● Data to use

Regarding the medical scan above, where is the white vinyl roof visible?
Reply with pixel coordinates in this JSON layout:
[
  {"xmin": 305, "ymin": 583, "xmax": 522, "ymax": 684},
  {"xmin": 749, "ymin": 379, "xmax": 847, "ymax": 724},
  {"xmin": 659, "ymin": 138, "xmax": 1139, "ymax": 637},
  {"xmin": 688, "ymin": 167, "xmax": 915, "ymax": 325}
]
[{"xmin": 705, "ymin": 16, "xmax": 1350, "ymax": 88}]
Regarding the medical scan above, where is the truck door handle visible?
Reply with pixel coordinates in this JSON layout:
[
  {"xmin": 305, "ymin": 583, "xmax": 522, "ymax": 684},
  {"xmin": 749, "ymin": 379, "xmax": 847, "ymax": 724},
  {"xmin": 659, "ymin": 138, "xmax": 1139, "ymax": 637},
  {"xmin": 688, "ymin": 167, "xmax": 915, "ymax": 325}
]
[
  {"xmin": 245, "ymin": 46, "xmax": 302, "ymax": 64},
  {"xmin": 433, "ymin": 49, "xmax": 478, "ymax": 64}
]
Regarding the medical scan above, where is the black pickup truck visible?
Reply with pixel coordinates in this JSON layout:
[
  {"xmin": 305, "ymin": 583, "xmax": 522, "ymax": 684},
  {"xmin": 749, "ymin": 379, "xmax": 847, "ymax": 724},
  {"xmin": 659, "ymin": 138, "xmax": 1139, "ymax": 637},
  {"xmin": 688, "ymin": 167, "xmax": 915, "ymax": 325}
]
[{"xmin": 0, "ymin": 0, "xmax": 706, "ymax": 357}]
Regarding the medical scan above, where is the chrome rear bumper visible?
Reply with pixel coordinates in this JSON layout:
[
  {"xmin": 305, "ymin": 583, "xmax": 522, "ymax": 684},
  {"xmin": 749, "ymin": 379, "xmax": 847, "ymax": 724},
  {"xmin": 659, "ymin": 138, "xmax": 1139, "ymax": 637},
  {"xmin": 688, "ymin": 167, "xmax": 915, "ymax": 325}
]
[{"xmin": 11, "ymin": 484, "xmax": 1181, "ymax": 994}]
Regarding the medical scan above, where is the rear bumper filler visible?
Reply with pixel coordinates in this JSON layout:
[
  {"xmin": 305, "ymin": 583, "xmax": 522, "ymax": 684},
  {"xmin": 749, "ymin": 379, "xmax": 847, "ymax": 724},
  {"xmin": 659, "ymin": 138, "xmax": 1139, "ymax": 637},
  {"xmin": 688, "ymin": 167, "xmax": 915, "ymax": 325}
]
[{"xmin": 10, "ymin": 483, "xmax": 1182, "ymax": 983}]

● Exercise requirements
Provide the number of lines in the listing where the string "visible" is found, and nothing besides.

● Answer below
5